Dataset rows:
+===+

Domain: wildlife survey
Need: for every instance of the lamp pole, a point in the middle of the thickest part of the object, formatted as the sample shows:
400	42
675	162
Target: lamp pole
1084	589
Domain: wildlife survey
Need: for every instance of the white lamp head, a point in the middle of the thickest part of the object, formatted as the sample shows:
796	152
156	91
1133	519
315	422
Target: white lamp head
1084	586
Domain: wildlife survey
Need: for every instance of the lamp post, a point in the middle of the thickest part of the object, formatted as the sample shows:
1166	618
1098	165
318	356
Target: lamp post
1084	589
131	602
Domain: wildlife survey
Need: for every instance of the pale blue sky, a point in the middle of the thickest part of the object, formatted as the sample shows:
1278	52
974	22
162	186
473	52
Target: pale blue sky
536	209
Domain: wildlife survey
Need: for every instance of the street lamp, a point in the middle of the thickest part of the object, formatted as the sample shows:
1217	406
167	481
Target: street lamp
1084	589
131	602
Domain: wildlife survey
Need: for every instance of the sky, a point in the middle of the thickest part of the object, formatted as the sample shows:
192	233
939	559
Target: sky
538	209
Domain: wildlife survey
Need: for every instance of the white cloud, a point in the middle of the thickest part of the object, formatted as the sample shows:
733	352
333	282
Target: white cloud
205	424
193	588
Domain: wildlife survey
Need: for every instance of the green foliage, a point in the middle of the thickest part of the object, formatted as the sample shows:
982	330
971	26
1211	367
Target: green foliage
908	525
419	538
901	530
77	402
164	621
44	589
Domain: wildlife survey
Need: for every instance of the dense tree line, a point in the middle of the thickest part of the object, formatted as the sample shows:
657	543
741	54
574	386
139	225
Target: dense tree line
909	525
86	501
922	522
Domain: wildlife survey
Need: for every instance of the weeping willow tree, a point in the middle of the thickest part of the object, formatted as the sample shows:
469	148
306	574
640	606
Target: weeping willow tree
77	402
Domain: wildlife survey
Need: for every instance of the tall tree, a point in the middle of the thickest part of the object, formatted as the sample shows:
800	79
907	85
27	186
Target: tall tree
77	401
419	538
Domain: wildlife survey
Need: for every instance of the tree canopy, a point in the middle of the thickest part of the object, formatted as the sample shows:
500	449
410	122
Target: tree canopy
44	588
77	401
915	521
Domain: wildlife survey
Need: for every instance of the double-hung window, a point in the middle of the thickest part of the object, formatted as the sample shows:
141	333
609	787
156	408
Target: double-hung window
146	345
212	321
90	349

+===+

= Task brief =
Set down every record above exactly as given.

= The reply =
Domain: wildlife survey
Need: for every instance of the lamp pole, a point in the middle of the thickest part of the object, formatted as the sample shows:
400	42
675	162
Target: lamp pole
1084	589
Domain: wildlife survey
Need: for every instance of the white lamp head, a point in the middle of the thickest part of the object, formatted as the sample shows:
796	152
156	91
1133	519
315	422
Target: white lamp head
1084	586
Domain: wildlife survey
Need: for every instance of the lamp post, a point in the middle of the thickest part of the object, formatted as the sample shows:
1166	618
1098	165
318	356
Target: lamp post
1084	589
131	602
Domain: wildlife survey
Need: for every instance of the pale blue sky, a point in the middle of the thickest part of the object, formatted as the sample shows:
1278	52
974	22
162	186
473	52
Target: pale blue sky
536	209
Domain: wildlife survey
Need: for every instance of the street lamp, a point in the middle of the thickest part of the object, formatted as the sample shows:
1217	406
167	481
Target: street lamp
1084	589
131	602
Domain: wildlife survey
Need: for every instance of the sky, a point in the middle of the thickest part of the object, formatted as the sample shows:
192	233
939	559
Target: sky
538	209
Domain: wildlife survey
Need: for every instance of the white cloud, a point in the middle of the thickest part of the object, formatted as the sample shows:
733	352
333	282
Target: white cloud
205	424
193	588
Domain: wildlife survey
Need: for every instance of the green foliage, a point in the middle of the thickest part of the object, formatted as the sample shows:
982	330
971	26
1211	367
Target: green foliage
908	525
419	538
901	530
77	402
164	621
44	589
Domain: wildlife survey
Need: for every instance of the dense tree line, a point in the middle of the thickest part of the object, formatted as the sample shows:
657	543
741	54
574	386
139	225
Target: dense tree line
909	525
86	501
922	522
Domain: wildlife survey
Need: for every instance of the weeping willow tree, a point in the middle of the thickest part of the object, formatted as the sample shows:
469	148
306	574
640	606
Target: weeping willow tree
77	402
Domain: wildlife survey
Need: for every instance of the tall tree, a point in the middle of the thickest part of the object, formatted as the sample shows:
800	79
907	85
27	186
Target: tall tree
77	401
419	538
Domain: wildlife survey
Need: for every instance of the tree canopy, a point in the middle of the thickest part of the object, formatted as the sample shows:
500	449
410	122
Target: tree canopy
44	588
77	401
915	521
Domain: wildlife survey
Need: for every instance of the double-hung window, a point in the middle of the thickest part of the object, formatted as the sample shows:
141	333
609	787
156	408
Target: double-hung window
146	345
212	321
90	349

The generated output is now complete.